━━━ LISTED RECORDS ━━━

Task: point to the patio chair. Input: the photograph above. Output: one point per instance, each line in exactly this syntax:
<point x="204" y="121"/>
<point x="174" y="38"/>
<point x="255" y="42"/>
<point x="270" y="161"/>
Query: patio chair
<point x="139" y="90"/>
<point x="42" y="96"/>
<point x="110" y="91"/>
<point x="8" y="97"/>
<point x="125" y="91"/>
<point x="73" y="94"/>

━━━

(ABOUT THIS EXERCISE):
Using the entries above, print each one again without any alteration.

(ANSWER SPACE):
Task: point to the patio chair. Input: the photograph above. Output: one point per instance, each line in exactly this syntax:
<point x="204" y="121"/>
<point x="174" y="38"/>
<point x="255" y="42"/>
<point x="270" y="161"/>
Query: patio chair
<point x="139" y="90"/>
<point x="42" y="96"/>
<point x="110" y="91"/>
<point x="8" y="97"/>
<point x="125" y="91"/>
<point x="73" y="94"/>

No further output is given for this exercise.